JOBS:
• a. In the excerpt about teachers stopping student fights, what does the state offer new graduates who commit to a three-year contract out in "the sticks"?
• b. From the excerpt about teachers stopping student fights, return the stretch from "My niece has" through "recall one description.", copied word for word.
[start of SOURCE EXCERPT]
My suggestion was that pussyfooting around when kids are hurting each other was ridiculous. Being about 194cm and a tick under 100kg, I am lucky to have my own safety pretty low on the priority list since I can take care of myself, and I understand when younger, smaller females are hesitant to get involved (obviously). But teachers are responsible for the welfare and safety of students at the school, and we have no choice but to step in and stop kids fighting if they don't respond to verbal commands. What's a teacher to do otherwise? Look a parent in the eye and say "Yeah look I am sorry your beloved little Johnny has a broken face right now, but you know, I didn't want to inappropriately touch the kids or risk a boo-boo of my own to protect him." The parent would rightly be filthy.
My niece has just started her first full contract and decided to go for 3 years out "woop woop" where every child is indigenous. This state has a program to get teachers out there by offering new grads a school of choice offer once back in Metro if they commit to a three year out "the sticks" contract first.
I've not gone into full training details with her but these first term holidays she came back to catch up and I recall one description.

It involved violence, kid going through window, severing tendons and ambulance attendance.
[end of SOURCE EXCERPT]
[start of ITEMS]
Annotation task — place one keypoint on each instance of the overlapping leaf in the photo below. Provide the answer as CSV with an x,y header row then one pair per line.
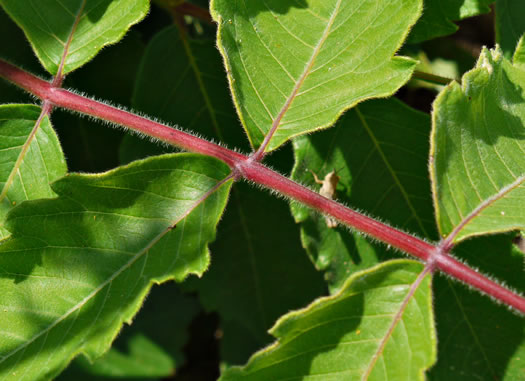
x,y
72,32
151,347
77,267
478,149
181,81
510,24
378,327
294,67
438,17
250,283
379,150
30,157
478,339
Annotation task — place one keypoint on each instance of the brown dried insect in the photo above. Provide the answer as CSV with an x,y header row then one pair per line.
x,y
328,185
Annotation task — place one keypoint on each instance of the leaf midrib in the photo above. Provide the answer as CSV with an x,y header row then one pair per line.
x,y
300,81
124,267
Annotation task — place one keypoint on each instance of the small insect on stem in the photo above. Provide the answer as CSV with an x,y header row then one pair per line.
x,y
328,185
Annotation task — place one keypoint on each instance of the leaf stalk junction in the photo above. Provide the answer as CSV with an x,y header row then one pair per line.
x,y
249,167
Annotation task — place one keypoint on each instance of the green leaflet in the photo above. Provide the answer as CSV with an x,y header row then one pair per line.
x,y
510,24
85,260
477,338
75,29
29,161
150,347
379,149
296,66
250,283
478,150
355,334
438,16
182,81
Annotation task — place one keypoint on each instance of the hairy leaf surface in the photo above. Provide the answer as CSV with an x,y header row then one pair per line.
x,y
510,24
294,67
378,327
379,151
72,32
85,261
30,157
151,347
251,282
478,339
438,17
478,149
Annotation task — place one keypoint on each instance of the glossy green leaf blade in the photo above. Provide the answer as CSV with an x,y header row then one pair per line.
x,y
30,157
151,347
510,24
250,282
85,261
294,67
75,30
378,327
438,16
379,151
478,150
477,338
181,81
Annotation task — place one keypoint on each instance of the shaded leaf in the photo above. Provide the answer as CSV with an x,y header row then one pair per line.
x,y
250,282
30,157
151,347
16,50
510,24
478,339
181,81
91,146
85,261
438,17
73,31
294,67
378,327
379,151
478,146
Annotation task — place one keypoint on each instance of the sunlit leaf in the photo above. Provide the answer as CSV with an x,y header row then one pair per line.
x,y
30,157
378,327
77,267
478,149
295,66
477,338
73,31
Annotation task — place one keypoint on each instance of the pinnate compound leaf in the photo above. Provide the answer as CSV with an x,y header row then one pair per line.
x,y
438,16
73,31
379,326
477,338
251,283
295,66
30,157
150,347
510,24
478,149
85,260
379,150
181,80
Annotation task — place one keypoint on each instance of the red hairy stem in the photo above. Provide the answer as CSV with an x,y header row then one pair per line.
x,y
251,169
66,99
[end of ITEMS]
[start of ITEMS]
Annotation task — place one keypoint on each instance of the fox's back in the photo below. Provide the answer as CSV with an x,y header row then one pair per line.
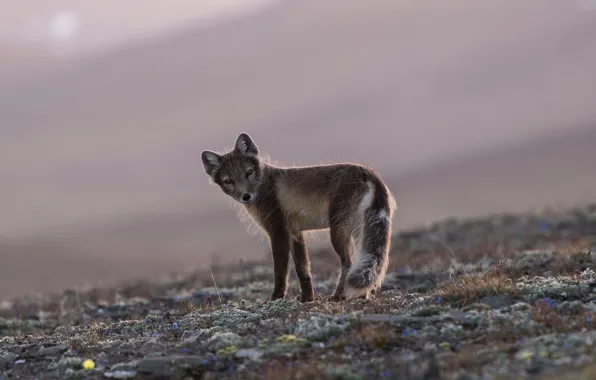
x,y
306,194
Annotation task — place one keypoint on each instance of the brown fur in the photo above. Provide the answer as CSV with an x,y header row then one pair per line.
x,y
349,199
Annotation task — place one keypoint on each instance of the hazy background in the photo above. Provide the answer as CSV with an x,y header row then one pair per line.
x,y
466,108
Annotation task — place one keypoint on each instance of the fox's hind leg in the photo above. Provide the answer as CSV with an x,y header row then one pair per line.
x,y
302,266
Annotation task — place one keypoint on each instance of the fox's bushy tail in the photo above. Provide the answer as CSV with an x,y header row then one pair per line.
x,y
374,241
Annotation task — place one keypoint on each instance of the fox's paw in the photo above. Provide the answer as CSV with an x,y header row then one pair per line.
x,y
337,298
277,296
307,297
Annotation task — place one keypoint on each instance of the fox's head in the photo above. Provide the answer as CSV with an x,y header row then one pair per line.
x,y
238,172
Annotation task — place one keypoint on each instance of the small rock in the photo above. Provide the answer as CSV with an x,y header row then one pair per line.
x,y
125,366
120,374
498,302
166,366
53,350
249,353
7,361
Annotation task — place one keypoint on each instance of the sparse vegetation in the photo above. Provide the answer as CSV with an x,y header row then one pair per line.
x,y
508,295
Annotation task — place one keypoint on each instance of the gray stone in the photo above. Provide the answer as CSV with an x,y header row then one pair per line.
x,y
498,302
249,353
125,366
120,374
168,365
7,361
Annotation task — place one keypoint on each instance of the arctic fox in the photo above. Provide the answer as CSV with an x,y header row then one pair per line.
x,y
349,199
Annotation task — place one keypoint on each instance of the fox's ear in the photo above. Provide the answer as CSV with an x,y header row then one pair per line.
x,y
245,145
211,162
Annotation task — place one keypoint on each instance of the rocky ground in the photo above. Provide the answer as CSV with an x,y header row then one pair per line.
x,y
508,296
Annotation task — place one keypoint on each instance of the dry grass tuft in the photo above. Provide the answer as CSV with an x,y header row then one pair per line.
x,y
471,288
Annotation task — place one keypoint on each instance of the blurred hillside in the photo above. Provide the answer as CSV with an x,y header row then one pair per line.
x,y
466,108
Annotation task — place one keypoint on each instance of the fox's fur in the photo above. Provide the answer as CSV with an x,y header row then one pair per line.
[end of ITEMS]
ANSWERS PROVIDED:
• a. A school of choice offer once they are back in Metro.

• b.
My niece has just started her first full contract and decided to go for 3 years out "woop woop" where every child is indigenous. This state has a program to get teachers out there by offering new grads a school of choice offer once back in Metro if they commit to a three year out "the sticks" contract first.
I've not gone into full training details with her but these first term holidays she came back to catch up and I recall one description.